Source records
....

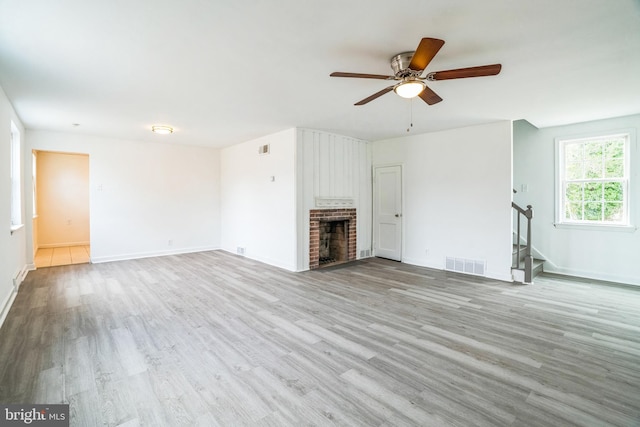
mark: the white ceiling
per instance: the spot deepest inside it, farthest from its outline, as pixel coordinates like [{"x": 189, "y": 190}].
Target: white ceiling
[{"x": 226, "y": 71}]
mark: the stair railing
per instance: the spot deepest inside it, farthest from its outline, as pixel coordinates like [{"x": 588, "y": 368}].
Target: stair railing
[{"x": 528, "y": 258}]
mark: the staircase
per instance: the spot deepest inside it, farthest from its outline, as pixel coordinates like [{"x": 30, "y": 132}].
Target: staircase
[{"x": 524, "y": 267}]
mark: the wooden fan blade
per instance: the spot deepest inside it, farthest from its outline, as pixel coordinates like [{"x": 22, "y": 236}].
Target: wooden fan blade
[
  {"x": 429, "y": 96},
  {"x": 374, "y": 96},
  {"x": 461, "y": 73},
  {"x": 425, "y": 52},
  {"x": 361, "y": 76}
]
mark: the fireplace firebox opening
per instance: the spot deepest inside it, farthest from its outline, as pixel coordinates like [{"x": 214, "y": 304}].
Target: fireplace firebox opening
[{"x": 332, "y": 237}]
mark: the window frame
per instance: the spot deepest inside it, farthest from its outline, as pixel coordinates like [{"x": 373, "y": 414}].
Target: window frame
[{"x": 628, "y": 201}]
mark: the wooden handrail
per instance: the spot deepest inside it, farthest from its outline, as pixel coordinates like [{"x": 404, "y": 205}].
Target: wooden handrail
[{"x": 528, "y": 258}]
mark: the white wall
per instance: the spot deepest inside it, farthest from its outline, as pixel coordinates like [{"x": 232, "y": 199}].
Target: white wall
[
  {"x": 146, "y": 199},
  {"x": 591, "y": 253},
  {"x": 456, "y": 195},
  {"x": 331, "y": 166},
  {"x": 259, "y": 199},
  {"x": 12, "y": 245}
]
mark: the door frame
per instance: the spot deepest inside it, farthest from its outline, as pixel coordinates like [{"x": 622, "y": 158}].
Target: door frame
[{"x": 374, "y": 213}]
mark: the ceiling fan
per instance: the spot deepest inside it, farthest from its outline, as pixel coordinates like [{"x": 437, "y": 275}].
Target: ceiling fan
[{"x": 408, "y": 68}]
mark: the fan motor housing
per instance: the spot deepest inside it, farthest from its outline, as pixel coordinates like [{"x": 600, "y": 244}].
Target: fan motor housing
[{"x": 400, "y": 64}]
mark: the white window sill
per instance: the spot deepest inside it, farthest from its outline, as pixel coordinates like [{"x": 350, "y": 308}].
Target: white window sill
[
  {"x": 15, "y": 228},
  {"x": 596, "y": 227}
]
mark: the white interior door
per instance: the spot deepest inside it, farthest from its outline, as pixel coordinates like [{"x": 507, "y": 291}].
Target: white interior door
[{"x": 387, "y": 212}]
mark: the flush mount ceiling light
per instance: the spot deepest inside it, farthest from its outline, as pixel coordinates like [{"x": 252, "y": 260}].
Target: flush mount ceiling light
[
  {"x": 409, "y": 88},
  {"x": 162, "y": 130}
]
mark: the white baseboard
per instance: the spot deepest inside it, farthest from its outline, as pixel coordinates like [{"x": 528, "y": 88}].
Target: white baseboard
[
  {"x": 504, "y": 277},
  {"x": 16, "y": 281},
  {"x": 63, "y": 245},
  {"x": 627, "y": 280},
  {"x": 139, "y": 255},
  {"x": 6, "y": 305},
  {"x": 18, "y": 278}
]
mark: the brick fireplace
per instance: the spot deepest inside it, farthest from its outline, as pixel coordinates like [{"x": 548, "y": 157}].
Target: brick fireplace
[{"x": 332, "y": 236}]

....

→ **Exercise description**: Among the entries above, the lines between the ones containing "mark: the ceiling fan" and "mark: the fan motor housing", inclusive, are to be transcribed exactly. No other line is to be given.

→ **The answer**:
mark: the ceiling fan
per instance: the spot deepest inside it, farthest from its outline, as pixel coordinates like [{"x": 437, "y": 275}].
Target: ceiling fan
[{"x": 408, "y": 68}]
mark: the fan motor housing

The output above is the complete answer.